* _Task item_
Copy all of the entries that follow, exactly.
......
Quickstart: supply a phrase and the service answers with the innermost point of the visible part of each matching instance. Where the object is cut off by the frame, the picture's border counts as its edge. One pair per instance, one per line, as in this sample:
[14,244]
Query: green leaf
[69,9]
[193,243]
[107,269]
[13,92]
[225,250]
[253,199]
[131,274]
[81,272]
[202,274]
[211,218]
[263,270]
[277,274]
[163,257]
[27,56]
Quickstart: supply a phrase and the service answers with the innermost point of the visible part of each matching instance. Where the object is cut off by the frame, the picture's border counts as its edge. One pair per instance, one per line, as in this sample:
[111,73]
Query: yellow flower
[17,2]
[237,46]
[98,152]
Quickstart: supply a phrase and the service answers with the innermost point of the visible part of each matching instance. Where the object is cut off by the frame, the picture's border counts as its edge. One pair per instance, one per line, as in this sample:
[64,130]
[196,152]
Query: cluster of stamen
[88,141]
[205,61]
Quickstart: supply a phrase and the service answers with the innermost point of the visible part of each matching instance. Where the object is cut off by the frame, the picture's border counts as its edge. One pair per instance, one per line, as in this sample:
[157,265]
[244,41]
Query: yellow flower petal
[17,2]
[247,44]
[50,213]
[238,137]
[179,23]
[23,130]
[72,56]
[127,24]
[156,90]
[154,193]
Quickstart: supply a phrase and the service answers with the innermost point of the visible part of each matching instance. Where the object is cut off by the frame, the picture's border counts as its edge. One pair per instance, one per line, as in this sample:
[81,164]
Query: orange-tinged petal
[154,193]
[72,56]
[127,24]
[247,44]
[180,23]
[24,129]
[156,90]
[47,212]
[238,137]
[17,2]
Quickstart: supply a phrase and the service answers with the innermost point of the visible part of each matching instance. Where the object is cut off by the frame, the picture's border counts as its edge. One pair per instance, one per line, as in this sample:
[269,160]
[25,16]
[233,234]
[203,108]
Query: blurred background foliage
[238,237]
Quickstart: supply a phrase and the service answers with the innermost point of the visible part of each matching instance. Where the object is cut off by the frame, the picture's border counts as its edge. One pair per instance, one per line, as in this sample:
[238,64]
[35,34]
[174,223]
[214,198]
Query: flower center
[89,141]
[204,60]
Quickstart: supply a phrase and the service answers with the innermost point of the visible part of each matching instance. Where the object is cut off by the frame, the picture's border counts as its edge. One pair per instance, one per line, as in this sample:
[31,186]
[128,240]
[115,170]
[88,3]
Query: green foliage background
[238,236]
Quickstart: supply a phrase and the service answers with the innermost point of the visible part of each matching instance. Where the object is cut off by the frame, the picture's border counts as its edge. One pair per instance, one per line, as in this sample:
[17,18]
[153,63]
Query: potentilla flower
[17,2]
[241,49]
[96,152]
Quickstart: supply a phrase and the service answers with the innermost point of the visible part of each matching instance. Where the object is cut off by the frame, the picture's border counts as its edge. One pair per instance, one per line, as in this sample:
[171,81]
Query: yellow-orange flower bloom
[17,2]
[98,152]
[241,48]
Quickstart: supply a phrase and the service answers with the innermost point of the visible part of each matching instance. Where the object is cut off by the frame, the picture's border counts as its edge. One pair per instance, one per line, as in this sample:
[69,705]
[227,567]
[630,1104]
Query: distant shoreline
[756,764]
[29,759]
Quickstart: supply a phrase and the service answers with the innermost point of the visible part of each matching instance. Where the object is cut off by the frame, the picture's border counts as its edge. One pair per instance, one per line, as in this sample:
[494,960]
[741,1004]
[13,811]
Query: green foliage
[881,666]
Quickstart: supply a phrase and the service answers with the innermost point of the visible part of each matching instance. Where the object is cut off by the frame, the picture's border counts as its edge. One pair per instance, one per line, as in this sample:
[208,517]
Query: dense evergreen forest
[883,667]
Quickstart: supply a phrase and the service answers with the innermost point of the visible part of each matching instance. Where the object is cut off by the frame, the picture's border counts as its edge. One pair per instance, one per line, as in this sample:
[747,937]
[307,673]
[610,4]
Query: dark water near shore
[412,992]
......
* _Output below_
Quickstart: supply a phrase and the service answers with the innermost point of the visible part of each matching instance. Where the object is cut off by the frame, the picture's border counts as its edge. One pair per instance, one per line, as in this sample:
[14,244]
Query: green leaf
[69,9]
[193,243]
[107,269]
[13,92]
[225,250]
[253,199]
[131,274]
[81,272]
[202,274]
[211,218]
[263,270]
[277,274]
[163,257]
[27,56]
Quickstart: supply a phrase and the service answers with the innermost point of the visible part of each matching instance. Where the object is cut off by the frame, the picture's border counts as its edge. One pair per instance, one per line, as in this sample:
[111,73]
Query: yellow flower
[17,2]
[237,46]
[98,152]
Quickstart: supply a phrase and the service answers with the innermost point of the visible part of each matching instance. Where the object is cut off by the frame, the picture's border counts as its edge. One pair per instance, one per line, as in this sample:
[64,130]
[196,152]
Query: cluster of stamen
[88,141]
[205,61]
Quickstart: supply a phrase and the service answers with the innermost point of the visible part of each matching instance. Where the object is cut off by the frame, the picture's border counts as its edge. One pair per instance, one per line, as in this sample:
[157,265]
[244,41]
Query: yellow flower petal
[17,2]
[247,44]
[50,213]
[238,137]
[179,23]
[23,130]
[72,56]
[127,24]
[156,90]
[154,193]
Quickstart: supply a phrase and the service answers with the innermost point of the visible part of each matching instance. Where the object is cut off by the frame, the picture's border counts as its edge. One pair per instance, one per line, as in this sample:
[81,164]
Query: orange-tinged petal
[154,193]
[72,56]
[127,24]
[247,44]
[180,23]
[24,129]
[156,90]
[47,212]
[238,137]
[17,2]
Quickstart: supply a phrase and the service answers with the innermost point of the visible part of each matching instance. Where the object is cut off by the frame, the picture's border counts as its edge. One pair per instance, one per line, as in this sample:
[269,160]
[25,16]
[233,234]
[203,108]
Query: blurred background foliage
[238,237]
Quickstart: supply a phrase and the service answers with the innermost point of the visible part of each matching instance. Where the object is cut off by the frame, the picture's border counts as its edge. One pair per instance, one per line, as in this sample:
[238,64]
[35,34]
[174,223]
[214,198]
Query: flower center
[89,141]
[204,60]
Quickstart: supply a phrase and the service answers with the innermost point of the visible part of each matching instance. Where the object is cut off by the frame, the picture's border counts as its edge. One pair per instance, one per line, as in this sample:
[31,186]
[128,240]
[115,170]
[88,3]
Query: green foliage background
[238,236]
Quickstart: supply a phrase and the service answers with the innermost point of the visible part of each matching instance. Where the object is cut off by the frame, the picture's border counts as its edge. One pair per instance, one per line, as in this sample:
[17,18]
[153,63]
Query: potentilla flower
[17,2]
[241,49]
[96,152]
Quickstart: supply a phrase and the service answers with the innermost point of the visible part of each matching instance. Where the object is cut off by the frame, the picture's border counts as its edge. One pair per instance, one per line, as in this sample:
[171,81]
Query: yellow-orange flower bloom
[17,2]
[98,152]
[241,48]
Quickstart: supply a phrase and the service answers with the innermost point of the visible part of each matching instance. Where the object is cut off by the frame, the picture's border counts as its edge. One pair per instance, one per line, as in this sample:
[69,705]
[227,567]
[630,1104]
Query: distant shoreline
[756,764]
[29,759]
Quickstart: supply a phrase and the service answers with the innermost point of the visible part of each matching instance. Where the object is cut off by the frame, the picture's border counts as its edge. One pair per instance, one per line, as in this sample:
[494,960]
[741,1004]
[13,811]
Query: green foliage
[881,666]
Quickstart: supply a phrase and the service answers with the innermost point of the visible part of each matching instance. Where the object is cut off by the frame, the picture's border counts as its edge. One pair per instance, one per line, as in this sample:
[208,517]
Query: dense evergreen forest
[883,667]
Quickstart: supply a phrase and the service answers with the innermost point of the visible part of each matching instance. Where the object is cut off by the frame, the picture's border counts as its edge. One pair per instance, one per line, as in this sample:
[747,937]
[307,673]
[610,4]
Query: dark water near shore
[412,992]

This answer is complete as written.